## begin DATA FOR THIS TASK

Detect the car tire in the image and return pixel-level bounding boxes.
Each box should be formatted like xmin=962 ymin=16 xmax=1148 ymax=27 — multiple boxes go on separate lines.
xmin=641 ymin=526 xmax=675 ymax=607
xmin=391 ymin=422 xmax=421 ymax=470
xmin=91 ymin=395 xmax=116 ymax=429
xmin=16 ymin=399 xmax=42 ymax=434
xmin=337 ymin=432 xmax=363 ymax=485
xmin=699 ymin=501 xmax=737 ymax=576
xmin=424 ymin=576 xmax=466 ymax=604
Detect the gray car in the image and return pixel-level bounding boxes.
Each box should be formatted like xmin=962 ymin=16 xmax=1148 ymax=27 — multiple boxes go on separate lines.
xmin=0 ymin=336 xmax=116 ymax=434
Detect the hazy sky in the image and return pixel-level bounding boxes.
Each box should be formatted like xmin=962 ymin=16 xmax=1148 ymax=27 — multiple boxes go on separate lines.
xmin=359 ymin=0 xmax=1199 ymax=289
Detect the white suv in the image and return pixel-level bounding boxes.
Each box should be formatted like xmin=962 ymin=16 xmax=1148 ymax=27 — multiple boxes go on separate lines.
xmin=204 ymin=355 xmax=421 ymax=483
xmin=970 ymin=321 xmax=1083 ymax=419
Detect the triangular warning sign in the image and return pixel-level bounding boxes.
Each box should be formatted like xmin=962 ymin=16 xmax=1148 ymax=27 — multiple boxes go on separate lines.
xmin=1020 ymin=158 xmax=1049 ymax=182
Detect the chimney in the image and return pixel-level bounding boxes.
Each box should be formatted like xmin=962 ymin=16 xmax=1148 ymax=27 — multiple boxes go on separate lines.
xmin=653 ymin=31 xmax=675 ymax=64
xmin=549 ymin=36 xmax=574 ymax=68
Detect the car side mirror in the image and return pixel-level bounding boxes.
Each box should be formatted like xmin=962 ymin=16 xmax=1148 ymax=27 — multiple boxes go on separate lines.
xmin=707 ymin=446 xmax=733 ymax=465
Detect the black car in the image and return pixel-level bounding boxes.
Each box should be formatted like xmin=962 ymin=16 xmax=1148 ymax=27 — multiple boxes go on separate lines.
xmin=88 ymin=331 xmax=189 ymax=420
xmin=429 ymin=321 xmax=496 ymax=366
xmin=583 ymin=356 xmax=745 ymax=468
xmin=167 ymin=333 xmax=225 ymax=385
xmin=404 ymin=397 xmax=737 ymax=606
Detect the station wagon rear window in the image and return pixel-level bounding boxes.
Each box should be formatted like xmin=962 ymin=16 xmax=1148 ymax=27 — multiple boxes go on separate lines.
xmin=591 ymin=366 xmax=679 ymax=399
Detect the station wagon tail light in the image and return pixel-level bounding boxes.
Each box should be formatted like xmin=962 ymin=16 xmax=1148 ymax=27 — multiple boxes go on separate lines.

## end DATA FOR THIS TASK

- SHORT EXERCISE
Retype all of the items above line for line, changing nothing.

- RESPONSE TO THIS TASK
Detect the car tire in the image and return pixel-level bounding boxes.
Each box should be formatted like xmin=962 ymin=16 xmax=1148 ymax=27 — multiple boxes go on separate lines.
xmin=641 ymin=526 xmax=675 ymax=607
xmin=391 ymin=422 xmax=421 ymax=470
xmin=91 ymin=395 xmax=116 ymax=429
xmin=16 ymin=399 xmax=42 ymax=434
xmin=337 ymin=432 xmax=363 ymax=485
xmin=699 ymin=501 xmax=737 ymax=576
xmin=424 ymin=576 xmax=466 ymax=604
Detect the gray car in the image and return pixel-level bounding boxes.
Each box should be formatted like xmin=962 ymin=16 xmax=1148 ymax=27 — multiple boxes go on separate lines.
xmin=0 ymin=336 xmax=116 ymax=434
Detect the hazy sky in the image and return pixel-level bounding boxes.
Each box should be formatted like xmin=962 ymin=16 xmax=1148 ymax=27 — multiple boxes go on separate lines.
xmin=359 ymin=0 xmax=1199 ymax=289
Detect the white suv in the image and return pixel-level bounding boxes.
Each box should be formatted like xmin=962 ymin=16 xmax=1148 ymax=27 — multiple boxes go on separate lines.
xmin=204 ymin=355 xmax=421 ymax=483
xmin=970 ymin=321 xmax=1083 ymax=419
Detect the triangular warning sign in the image and return pixel-level bounding boxes.
Each box should be formatted like xmin=962 ymin=16 xmax=1148 ymax=27 — multiple boxes go on separate lines.
xmin=1020 ymin=158 xmax=1049 ymax=182
Detect the chimney in the image and return pixel-level bounding boxes.
Each box should be formatted like xmin=962 ymin=16 xmax=1148 ymax=27 — multiple boxes go on separate lines.
xmin=653 ymin=31 xmax=675 ymax=64
xmin=549 ymin=36 xmax=574 ymax=68
Detect the car side mirror in the image and return pixel-level bounding boxes.
Each box should be formatted like xmin=962 ymin=16 xmax=1148 ymax=27 — multiple boxes go on separate lines.
xmin=707 ymin=446 xmax=733 ymax=465
Detect the black car in the image and return pixel-level bounding boxes.
Each box should be formatted like xmin=962 ymin=16 xmax=1148 ymax=27 — multiple boxes go on separate lines.
xmin=88 ymin=331 xmax=189 ymax=420
xmin=429 ymin=321 xmax=496 ymax=366
xmin=583 ymin=356 xmax=745 ymax=468
xmin=167 ymin=333 xmax=225 ymax=385
xmin=404 ymin=397 xmax=737 ymax=606
Detect the station wagon rear window in the image and return pixel-level bounding boxes.
Each box should be formatted like xmin=962 ymin=16 xmax=1148 ymax=27 — multiple boxes go on separate lines.
xmin=591 ymin=366 xmax=679 ymax=399
Detect the station wagon tail light in the image and return pixel-level bounding boxes.
Each box should be formatted like xmin=962 ymin=16 xmax=1148 ymax=27 — multiple boxes go on separate lines.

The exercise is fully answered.